[Selected extract]
-*-

One complaint common complaint among Windows operating system users is why does my computer reboot so frequently? Whether it for Windows updates or just when installing, uninstalling, or updating software, Windows will often ask to reboot.

The operating system generally has to reboot because it cannot modify system files while they are still in use. While in use, these files are locked and can only be updated/modified when the system is rebooted.

What Does Rebooting Do?

Windows cannot update or remove files while they are being used. When the system updater downloads new updates, it cannot apply them to the system files right away as they are locked against any changes. To make the required changes, the system has to shut down and the updates are then added to the file when the computer boots again.

Reboots also become necessary when adding or removing certain software programs. An antivirus or a hardware driver that is hooked deep into the system will have files loaded onto the memory and protected against modification. Windows may need to reboot the computer and modify the files before the system fully starts up.

-*-

Saved entries

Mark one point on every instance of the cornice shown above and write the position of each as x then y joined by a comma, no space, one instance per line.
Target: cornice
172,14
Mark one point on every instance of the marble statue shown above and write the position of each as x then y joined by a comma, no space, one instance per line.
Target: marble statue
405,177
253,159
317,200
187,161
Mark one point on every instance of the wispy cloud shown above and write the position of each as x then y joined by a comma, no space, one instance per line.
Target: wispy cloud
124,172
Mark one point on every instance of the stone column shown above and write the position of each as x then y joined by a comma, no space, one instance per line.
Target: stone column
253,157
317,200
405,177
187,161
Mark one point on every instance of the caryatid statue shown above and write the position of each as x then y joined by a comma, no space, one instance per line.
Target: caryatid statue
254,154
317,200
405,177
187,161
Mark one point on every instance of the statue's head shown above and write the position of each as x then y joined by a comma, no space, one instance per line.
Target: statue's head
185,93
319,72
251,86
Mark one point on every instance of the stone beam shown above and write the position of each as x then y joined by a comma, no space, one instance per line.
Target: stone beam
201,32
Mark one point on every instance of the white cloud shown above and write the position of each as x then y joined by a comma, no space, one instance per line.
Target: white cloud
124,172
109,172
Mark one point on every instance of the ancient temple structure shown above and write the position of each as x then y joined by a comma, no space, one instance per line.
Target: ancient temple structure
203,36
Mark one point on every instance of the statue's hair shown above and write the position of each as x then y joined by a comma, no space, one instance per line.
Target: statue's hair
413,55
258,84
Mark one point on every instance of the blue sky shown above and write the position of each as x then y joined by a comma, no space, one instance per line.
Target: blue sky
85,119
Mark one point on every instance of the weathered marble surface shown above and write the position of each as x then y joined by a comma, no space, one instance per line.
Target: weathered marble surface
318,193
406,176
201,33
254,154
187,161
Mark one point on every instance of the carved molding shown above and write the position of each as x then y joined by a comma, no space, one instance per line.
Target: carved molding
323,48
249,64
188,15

-*-

[Complete the following]
1: According to the piece on Windows reboots, why does the operating system generally have to reboot?
2: From the piece on Windows reboots, write out the stretch from "The operating system" through "computer boots again.".

[Solved tasks]
1: It cannot modify system files while they are still in use.

2:
The operating system generally has to reboot because it cannot modify system files while they are still in use. While in use, these files are locked and can only be updated/modified when the system is rebooted.

What Does Rebooting Do?

Windows cannot update or remove files while they are being used. When the system updater downloads new updates, it cannot apply them to the system files right away as they are locked against any changes. To make the required changes, the system has to shut down and the updates are then added to the file when the computer boots again.